- _Short problem_
Return every line of the records below that contains the string "blue", copying each one unchanged.

- _Provided entries_
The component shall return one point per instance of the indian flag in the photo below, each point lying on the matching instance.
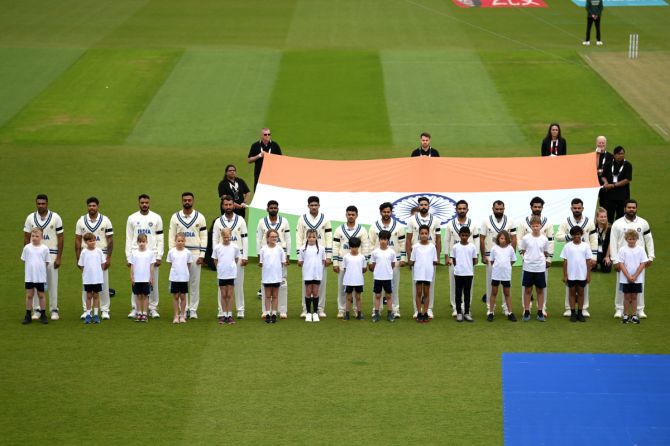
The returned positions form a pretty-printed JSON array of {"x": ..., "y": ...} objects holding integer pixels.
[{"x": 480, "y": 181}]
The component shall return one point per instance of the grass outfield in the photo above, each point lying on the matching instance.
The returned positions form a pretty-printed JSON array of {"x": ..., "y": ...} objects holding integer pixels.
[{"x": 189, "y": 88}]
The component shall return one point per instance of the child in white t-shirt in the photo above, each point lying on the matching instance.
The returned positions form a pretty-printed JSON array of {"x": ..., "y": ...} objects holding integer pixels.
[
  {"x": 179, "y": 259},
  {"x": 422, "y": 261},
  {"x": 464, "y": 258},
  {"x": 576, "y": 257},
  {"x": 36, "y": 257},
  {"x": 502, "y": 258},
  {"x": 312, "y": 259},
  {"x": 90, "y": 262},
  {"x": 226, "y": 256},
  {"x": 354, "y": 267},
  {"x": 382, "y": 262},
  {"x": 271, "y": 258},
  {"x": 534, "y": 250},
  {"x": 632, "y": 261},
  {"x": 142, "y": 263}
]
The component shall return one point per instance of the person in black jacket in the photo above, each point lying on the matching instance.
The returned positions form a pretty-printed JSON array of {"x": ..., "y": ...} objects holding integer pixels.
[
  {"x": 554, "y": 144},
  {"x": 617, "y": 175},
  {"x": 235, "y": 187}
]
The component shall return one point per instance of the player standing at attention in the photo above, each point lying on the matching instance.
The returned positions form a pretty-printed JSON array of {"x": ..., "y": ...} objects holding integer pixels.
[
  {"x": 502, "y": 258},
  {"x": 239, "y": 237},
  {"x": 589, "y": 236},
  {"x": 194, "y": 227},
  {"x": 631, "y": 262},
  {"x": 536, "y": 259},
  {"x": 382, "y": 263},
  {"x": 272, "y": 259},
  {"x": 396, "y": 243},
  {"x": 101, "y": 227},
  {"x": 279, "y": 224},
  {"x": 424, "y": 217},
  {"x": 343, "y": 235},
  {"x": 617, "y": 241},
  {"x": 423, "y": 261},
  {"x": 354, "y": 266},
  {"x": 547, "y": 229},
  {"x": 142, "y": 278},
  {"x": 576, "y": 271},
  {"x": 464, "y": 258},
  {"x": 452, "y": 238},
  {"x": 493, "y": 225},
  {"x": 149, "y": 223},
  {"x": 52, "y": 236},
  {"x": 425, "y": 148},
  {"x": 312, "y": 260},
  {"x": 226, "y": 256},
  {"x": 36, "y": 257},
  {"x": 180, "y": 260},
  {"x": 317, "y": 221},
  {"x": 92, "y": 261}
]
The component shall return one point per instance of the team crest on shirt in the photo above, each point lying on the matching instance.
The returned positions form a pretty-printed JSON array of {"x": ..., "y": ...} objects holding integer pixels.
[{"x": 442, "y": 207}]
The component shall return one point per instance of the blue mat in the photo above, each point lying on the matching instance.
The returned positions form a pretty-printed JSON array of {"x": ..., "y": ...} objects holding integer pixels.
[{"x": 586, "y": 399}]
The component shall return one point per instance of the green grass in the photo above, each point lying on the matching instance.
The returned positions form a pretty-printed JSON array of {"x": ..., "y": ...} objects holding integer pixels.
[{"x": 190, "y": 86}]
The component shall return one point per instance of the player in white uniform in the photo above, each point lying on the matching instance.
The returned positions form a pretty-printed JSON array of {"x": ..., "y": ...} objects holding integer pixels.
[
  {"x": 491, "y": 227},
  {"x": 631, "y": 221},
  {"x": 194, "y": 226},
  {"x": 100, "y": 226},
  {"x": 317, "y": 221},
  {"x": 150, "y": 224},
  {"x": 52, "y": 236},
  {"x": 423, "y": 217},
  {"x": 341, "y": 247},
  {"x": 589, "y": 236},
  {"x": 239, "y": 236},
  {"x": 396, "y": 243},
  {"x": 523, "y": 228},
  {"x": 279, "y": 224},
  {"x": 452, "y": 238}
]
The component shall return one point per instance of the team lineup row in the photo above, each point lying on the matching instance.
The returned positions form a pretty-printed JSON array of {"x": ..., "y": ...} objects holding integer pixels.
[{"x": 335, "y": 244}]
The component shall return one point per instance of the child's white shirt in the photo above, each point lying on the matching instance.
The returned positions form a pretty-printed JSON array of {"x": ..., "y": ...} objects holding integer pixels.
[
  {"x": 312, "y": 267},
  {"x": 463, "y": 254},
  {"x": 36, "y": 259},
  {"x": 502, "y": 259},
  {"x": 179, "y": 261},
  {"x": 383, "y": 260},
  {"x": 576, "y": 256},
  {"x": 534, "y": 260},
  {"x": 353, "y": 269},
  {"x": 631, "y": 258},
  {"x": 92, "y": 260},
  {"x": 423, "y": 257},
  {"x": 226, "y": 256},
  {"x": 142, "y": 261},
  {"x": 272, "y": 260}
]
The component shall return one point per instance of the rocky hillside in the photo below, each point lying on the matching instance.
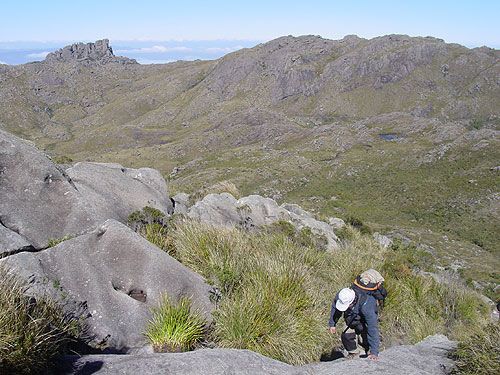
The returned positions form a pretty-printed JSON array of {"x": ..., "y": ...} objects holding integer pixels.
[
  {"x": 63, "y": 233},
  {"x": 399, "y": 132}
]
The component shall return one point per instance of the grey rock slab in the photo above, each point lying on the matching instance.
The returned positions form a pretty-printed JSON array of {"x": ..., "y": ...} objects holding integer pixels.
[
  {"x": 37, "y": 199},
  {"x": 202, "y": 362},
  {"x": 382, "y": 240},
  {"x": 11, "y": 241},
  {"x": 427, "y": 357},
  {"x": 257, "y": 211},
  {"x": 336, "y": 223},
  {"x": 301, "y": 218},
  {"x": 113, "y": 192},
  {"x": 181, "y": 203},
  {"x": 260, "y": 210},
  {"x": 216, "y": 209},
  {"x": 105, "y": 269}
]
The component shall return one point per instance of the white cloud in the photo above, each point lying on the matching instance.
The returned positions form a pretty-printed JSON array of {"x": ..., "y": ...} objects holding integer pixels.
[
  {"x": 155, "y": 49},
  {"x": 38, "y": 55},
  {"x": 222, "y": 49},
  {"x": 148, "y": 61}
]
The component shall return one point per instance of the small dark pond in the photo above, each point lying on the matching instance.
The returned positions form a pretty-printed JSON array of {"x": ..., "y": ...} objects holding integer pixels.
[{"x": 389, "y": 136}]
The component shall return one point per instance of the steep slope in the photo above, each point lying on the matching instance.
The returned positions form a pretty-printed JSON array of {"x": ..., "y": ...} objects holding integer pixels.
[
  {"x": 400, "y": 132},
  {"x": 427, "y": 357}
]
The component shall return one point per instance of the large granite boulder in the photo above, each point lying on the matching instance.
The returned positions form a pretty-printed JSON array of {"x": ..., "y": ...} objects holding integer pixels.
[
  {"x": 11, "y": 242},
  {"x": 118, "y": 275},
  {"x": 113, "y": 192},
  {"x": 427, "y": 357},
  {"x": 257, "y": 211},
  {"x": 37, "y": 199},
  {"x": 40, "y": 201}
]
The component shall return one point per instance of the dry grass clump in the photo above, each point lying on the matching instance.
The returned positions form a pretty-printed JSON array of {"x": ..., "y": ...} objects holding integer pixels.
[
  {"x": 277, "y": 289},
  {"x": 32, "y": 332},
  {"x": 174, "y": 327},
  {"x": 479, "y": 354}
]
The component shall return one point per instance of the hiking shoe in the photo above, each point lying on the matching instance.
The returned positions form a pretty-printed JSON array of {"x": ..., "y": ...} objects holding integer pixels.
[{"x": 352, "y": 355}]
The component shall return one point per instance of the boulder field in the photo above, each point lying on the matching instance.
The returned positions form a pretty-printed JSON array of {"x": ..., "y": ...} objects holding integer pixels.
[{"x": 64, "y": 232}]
...
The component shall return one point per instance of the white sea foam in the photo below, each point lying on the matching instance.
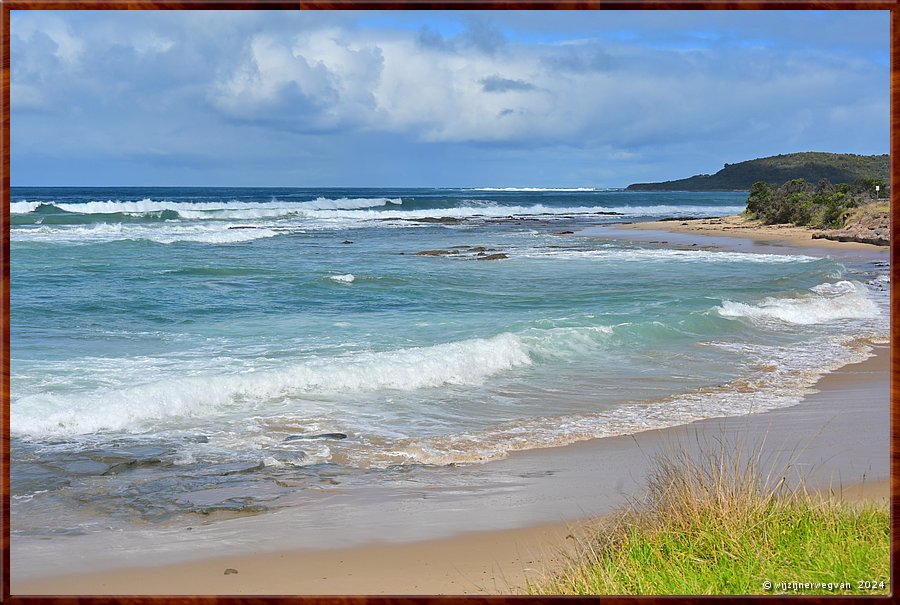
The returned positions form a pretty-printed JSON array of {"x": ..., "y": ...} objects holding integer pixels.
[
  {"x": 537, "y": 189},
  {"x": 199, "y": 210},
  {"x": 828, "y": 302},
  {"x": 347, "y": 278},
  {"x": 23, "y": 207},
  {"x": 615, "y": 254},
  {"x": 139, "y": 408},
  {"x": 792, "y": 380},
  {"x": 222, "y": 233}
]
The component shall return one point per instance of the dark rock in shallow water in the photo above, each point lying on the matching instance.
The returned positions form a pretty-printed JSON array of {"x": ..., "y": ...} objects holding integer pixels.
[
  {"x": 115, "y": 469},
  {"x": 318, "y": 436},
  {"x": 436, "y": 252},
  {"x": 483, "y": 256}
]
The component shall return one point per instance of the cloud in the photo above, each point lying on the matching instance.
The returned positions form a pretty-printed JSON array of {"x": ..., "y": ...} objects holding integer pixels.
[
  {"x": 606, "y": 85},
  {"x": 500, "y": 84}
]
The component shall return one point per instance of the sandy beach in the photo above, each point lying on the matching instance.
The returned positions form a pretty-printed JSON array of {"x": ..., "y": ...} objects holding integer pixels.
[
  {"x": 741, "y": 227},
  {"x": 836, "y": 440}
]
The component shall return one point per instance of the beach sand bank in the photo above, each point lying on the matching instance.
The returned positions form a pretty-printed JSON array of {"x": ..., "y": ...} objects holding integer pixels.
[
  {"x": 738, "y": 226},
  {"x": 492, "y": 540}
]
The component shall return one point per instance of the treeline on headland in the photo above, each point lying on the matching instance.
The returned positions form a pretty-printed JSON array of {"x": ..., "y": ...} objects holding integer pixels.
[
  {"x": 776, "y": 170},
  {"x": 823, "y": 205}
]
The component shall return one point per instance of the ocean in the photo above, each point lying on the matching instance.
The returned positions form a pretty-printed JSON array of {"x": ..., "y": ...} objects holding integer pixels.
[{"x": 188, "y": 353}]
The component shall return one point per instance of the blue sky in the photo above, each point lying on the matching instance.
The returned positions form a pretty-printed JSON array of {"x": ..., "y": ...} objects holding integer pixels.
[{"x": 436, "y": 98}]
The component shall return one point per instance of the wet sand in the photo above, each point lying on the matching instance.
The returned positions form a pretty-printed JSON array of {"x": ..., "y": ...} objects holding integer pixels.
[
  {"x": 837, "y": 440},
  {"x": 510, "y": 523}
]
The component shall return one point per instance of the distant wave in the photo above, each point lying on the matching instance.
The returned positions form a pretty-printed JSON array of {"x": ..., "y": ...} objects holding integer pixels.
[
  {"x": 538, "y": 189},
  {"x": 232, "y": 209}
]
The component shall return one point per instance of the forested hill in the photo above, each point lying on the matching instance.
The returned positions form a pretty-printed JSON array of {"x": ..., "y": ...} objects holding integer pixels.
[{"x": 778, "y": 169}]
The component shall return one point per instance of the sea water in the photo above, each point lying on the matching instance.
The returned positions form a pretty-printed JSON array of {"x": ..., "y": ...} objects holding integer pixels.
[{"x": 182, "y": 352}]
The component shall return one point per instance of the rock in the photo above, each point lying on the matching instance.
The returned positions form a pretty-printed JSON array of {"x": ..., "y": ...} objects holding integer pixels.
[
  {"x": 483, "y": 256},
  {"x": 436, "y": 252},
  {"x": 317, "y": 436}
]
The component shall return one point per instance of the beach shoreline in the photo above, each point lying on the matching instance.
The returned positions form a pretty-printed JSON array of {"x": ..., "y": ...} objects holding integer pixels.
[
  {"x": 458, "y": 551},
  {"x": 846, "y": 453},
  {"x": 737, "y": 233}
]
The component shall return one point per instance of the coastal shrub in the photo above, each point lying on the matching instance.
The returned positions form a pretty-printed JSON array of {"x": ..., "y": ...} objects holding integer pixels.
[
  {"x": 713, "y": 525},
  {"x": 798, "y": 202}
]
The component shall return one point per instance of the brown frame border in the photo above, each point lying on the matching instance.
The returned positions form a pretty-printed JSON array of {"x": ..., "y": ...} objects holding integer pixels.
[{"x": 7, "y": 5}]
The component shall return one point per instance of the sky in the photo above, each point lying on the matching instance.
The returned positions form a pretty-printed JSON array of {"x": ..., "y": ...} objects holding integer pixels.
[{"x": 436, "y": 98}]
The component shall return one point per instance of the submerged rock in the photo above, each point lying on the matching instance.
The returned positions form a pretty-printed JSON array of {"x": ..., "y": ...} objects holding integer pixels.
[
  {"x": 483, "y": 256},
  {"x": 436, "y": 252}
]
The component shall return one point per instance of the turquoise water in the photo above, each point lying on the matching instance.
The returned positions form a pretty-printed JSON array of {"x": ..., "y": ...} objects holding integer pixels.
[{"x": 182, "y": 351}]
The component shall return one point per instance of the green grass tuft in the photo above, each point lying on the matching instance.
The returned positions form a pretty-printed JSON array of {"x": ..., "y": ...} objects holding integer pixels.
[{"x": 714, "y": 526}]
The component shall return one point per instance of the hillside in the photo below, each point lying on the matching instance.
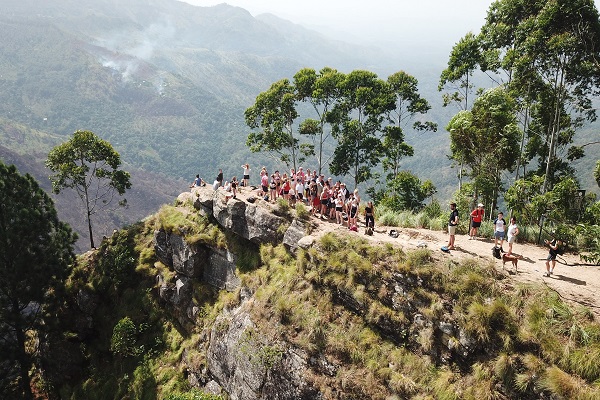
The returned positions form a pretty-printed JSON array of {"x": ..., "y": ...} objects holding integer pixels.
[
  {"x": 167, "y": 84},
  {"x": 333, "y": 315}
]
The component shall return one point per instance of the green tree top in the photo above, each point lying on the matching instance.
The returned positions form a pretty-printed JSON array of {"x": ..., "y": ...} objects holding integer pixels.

- _The answer_
The component shall return one point per instance of the blue mat in the photo above, each point lying on the matching instance.
The component shall return one point per instance of the blue sky in the photo above, each point lying on the matching instance.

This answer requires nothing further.